SOURCE DATA:

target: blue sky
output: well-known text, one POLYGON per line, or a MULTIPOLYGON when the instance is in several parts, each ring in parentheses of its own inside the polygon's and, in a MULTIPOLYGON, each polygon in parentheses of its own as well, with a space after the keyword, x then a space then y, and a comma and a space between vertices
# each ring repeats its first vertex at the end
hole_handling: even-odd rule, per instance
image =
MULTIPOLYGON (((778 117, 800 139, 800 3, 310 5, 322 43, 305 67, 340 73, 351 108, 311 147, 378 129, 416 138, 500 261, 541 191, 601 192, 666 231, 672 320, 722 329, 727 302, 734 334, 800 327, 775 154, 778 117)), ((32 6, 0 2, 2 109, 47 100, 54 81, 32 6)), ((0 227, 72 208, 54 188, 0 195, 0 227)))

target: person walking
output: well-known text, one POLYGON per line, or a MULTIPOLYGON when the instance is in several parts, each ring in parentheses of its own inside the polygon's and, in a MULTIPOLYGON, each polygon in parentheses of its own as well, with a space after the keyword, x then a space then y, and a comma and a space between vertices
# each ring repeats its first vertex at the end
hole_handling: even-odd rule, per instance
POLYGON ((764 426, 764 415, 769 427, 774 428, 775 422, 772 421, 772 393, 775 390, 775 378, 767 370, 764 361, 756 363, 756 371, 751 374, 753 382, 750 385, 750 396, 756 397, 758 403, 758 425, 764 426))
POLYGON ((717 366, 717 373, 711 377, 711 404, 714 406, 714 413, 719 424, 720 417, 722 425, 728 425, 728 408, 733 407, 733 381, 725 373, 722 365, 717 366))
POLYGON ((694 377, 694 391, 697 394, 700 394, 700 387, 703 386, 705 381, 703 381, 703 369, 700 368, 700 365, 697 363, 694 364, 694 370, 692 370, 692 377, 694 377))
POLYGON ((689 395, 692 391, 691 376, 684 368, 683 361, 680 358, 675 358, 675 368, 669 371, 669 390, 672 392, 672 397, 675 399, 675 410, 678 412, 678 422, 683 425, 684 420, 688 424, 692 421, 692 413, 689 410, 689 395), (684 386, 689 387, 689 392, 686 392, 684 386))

TO DO:
Copy all the records above, line for line, without changing anything.

OUTPUT FOR THIS EXERCISE:
target: blue sky
output: well-known text, one POLYGON per line, or a MULTIPOLYGON when the instance is in several parts, each ring in parentheses of its own inside the polygon's and, in a MULTIPOLYGON, each polygon in parentheses of its own as well, with a space after the keyword, x then a space then y, and a comma and a space between vertices
# each ring repeats its first vertex at the end
hole_handling: even-odd rule, per instance
image =
MULTIPOLYGON (((778 117, 800 139, 800 3, 310 5, 322 43, 305 67, 340 73, 351 108, 311 147, 378 129, 416 138, 500 261, 541 191, 601 192, 666 231, 672 320, 722 329, 727 302, 734 334, 800 327, 775 154, 778 117)), ((32 6, 0 2, 2 109, 47 100, 54 81, 32 6)), ((0 227, 72 208, 54 188, 0 195, 0 227)))

target: person walking
output: well-known text, one POLYGON per line, or a MULTIPOLYGON when the instance is in several parts, each ring in parentheses of its own inside the polygon's and, in a MULTIPOLYGON, each polygon in parentheses of its own as well, with a space after the keyword, x then a space then y, and a comma and a space between vertices
# each ring repeats its first vertex at the end
hole_handling: even-odd rule, per instance
POLYGON ((764 426, 764 415, 769 427, 774 428, 775 422, 772 421, 772 393, 775 390, 775 378, 767 370, 764 361, 756 363, 756 371, 751 374, 753 382, 750 385, 750 396, 756 397, 758 403, 758 425, 764 426))
POLYGON ((717 366, 717 373, 711 377, 711 404, 714 406, 714 413, 719 424, 720 417, 722 425, 728 425, 728 408, 733 407, 733 381, 725 373, 722 365, 717 366))
POLYGON ((694 377, 694 391, 697 394, 700 394, 700 387, 703 386, 705 381, 703 381, 703 369, 700 368, 700 365, 697 363, 694 364, 694 370, 692 370, 692 377, 694 377))
POLYGON ((689 395, 692 391, 691 376, 684 368, 683 361, 680 358, 675 358, 675 368, 669 371, 669 390, 672 392, 672 397, 675 399, 675 410, 678 412, 678 422, 683 425, 684 420, 688 424, 692 421, 692 413, 689 410, 689 395), (684 386, 689 387, 689 392, 686 392, 684 386))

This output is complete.